BEGIN Given records

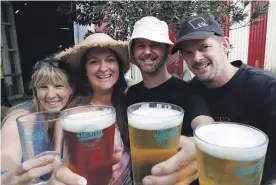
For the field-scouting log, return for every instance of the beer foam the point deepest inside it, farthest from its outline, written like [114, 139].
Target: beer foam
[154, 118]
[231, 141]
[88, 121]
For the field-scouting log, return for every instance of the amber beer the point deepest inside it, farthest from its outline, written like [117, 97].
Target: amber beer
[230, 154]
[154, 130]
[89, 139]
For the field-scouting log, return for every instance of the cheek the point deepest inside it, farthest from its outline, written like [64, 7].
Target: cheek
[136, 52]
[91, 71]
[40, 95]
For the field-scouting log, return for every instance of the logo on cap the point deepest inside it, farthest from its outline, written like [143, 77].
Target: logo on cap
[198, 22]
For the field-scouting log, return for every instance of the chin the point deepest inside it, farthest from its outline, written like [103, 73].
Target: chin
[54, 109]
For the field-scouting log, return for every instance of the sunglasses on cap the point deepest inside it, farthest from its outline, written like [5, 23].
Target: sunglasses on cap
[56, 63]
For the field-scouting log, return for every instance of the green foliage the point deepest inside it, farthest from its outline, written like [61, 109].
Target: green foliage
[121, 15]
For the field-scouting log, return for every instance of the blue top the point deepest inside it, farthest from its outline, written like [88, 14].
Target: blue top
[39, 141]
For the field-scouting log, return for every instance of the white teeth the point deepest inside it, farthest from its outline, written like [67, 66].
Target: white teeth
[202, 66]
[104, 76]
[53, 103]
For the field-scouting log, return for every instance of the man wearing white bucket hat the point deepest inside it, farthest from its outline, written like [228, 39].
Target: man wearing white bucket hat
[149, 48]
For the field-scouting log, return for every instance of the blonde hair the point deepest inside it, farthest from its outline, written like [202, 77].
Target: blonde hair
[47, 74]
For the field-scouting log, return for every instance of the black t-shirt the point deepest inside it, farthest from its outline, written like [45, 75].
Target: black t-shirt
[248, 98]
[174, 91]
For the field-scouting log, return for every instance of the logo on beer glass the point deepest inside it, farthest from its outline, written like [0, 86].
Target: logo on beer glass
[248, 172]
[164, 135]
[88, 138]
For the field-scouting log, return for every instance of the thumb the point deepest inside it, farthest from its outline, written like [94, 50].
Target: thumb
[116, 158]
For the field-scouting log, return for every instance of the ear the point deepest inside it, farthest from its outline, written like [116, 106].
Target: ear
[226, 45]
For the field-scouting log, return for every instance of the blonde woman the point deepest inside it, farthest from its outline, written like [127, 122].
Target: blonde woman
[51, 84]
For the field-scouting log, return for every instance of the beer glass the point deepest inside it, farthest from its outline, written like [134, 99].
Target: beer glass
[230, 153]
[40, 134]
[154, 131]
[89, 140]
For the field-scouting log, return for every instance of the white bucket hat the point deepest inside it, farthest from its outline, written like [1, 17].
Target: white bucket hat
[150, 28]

END Given records
BEGIN Given records

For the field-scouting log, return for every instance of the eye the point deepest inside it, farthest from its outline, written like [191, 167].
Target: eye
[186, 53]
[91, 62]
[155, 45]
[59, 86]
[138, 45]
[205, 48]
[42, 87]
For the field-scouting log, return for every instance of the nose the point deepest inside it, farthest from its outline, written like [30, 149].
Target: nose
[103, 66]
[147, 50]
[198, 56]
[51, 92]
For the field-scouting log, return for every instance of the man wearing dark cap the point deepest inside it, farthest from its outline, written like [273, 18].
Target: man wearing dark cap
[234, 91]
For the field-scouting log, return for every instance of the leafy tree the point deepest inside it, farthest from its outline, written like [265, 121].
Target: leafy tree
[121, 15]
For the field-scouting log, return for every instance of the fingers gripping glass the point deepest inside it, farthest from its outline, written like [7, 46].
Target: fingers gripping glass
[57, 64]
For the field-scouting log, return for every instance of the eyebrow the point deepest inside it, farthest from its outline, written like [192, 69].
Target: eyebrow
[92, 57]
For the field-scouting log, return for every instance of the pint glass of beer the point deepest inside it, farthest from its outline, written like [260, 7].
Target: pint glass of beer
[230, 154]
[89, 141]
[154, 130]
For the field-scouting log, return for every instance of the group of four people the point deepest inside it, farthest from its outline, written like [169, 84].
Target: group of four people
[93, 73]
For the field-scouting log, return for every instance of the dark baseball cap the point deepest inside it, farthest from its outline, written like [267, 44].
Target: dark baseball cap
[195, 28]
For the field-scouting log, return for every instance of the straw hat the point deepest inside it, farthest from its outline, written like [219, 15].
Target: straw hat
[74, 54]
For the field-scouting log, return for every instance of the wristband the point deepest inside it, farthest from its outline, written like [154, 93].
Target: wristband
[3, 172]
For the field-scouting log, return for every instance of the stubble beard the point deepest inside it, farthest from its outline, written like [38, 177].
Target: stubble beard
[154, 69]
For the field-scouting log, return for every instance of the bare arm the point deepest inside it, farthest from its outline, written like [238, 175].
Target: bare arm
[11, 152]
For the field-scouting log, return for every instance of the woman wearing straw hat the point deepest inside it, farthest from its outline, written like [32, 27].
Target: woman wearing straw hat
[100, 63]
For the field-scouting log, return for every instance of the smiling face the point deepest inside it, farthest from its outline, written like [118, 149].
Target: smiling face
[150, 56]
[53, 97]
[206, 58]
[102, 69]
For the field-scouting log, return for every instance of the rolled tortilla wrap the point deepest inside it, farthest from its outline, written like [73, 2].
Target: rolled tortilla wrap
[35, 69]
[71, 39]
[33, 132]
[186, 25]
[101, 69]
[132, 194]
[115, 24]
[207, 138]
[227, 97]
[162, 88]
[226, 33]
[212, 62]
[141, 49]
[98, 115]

END Given records
BEGIN Given records

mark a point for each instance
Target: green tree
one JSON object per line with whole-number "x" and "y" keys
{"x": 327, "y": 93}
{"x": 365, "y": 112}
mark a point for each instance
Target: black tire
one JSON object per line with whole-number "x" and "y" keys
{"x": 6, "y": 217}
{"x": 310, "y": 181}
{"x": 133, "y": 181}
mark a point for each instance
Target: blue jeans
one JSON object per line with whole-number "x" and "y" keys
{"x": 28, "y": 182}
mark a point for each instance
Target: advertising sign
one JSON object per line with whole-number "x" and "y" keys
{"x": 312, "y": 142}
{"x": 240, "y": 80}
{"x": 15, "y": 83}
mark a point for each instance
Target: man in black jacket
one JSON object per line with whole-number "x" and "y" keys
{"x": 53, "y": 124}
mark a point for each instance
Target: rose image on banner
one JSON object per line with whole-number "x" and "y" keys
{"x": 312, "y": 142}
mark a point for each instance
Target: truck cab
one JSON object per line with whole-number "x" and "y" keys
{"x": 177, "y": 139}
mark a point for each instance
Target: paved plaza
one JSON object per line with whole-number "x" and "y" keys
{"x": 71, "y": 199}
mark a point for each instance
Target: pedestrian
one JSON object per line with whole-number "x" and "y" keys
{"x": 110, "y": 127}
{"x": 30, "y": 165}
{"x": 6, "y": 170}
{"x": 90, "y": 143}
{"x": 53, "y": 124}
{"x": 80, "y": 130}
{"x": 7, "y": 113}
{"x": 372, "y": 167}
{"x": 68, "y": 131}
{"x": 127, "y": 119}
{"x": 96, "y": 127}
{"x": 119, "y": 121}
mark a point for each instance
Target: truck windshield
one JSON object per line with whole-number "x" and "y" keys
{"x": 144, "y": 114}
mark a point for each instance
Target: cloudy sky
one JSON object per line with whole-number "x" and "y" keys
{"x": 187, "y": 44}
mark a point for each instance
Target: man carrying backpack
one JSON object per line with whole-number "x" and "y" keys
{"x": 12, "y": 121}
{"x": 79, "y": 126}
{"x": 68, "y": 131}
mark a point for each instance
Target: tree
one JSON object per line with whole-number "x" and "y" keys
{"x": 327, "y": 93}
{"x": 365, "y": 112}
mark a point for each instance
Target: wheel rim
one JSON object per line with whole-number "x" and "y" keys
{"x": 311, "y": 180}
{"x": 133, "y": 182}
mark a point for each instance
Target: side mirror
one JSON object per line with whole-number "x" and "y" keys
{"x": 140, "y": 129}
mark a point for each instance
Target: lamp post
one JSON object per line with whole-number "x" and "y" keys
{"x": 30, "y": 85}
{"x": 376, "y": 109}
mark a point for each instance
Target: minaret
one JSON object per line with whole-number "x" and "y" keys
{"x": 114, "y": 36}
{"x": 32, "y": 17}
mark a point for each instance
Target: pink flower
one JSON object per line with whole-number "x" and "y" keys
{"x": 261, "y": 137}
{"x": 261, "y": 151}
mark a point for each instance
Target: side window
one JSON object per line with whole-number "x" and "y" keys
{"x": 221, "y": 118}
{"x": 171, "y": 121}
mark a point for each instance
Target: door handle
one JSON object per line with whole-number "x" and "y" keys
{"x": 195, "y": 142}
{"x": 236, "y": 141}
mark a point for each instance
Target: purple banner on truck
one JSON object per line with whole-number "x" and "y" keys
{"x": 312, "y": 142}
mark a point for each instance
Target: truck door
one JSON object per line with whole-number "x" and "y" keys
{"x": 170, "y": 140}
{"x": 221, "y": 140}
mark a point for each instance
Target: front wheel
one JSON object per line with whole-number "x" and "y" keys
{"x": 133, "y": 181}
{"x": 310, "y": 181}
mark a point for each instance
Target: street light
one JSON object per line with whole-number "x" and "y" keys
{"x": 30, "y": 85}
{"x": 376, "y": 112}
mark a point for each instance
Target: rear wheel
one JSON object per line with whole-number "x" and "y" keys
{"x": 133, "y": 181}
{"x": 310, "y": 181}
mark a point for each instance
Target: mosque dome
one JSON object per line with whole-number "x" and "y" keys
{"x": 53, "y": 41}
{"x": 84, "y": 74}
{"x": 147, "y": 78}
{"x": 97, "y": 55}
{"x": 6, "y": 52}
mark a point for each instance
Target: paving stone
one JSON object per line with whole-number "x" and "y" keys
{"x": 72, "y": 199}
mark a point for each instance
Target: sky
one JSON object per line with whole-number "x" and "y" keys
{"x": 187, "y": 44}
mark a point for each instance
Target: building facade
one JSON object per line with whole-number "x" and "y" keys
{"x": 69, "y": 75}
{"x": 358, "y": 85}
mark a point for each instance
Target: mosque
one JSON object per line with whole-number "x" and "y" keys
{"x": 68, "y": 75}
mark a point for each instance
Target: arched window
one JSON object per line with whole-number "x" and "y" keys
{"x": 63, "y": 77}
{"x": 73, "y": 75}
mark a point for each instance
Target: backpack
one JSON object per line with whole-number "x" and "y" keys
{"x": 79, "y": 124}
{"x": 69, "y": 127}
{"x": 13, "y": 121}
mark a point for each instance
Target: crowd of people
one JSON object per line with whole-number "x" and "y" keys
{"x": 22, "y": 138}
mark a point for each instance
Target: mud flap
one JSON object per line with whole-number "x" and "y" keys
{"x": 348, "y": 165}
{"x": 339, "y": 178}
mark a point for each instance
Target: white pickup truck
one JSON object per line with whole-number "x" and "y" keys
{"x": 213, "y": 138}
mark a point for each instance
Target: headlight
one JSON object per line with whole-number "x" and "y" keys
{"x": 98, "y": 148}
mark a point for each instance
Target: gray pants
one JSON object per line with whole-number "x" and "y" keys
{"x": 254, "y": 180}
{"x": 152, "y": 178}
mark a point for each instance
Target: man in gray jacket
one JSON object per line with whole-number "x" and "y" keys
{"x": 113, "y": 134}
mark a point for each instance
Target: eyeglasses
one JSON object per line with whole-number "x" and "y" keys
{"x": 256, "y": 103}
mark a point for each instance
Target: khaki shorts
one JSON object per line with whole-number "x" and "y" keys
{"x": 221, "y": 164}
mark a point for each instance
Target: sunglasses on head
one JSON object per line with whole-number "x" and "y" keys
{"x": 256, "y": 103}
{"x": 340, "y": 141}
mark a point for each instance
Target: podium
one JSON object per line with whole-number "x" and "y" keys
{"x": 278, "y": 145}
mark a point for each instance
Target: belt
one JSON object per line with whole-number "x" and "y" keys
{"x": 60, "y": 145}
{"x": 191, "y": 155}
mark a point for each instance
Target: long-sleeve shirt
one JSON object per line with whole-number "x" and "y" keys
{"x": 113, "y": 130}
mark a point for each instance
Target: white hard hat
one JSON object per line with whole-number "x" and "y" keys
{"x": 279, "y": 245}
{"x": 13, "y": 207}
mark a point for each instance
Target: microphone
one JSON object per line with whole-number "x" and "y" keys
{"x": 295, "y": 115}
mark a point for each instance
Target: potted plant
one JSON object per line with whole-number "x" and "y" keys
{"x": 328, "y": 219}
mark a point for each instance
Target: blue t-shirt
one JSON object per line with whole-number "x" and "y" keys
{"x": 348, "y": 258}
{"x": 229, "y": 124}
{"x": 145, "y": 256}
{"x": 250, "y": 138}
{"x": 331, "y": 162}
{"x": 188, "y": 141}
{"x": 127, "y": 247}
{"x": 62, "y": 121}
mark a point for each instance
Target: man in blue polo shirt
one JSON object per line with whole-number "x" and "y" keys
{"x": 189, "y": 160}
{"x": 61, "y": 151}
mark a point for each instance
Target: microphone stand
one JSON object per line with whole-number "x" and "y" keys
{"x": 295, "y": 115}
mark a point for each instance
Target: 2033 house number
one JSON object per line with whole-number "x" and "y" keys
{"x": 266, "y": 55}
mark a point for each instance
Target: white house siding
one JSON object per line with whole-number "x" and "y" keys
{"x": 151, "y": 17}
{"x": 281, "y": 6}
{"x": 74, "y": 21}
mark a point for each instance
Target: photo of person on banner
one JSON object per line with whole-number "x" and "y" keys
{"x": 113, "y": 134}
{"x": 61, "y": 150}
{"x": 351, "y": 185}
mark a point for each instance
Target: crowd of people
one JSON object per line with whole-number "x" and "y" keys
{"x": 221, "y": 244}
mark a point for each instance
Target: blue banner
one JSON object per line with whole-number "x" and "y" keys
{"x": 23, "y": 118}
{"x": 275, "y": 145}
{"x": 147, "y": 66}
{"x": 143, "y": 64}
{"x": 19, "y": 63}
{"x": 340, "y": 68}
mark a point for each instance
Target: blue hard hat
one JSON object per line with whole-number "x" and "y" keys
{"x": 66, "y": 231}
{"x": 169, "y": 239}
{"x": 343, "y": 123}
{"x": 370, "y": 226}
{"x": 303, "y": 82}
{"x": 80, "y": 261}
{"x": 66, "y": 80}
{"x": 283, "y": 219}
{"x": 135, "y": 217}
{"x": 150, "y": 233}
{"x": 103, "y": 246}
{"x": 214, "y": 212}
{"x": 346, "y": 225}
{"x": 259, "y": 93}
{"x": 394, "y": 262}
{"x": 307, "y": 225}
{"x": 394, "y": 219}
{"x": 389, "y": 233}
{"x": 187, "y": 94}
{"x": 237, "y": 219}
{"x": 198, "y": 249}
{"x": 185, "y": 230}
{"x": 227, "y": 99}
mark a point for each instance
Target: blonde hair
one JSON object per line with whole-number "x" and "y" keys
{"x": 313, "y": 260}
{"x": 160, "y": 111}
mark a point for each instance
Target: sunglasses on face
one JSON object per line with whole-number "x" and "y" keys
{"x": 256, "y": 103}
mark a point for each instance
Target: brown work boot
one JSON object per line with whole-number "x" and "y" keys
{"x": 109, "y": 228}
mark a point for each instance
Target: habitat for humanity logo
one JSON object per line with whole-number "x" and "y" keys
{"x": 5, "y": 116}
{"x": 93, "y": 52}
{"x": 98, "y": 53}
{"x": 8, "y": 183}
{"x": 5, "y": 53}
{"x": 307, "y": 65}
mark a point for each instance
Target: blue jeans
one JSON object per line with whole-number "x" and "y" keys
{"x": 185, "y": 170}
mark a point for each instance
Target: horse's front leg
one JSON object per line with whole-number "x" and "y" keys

END Given records

> [Your objective]: Each line in the data that holds the string "microphone" needs to be copied.

> [Output of the task]:
Target: microphone
Target: microphone stand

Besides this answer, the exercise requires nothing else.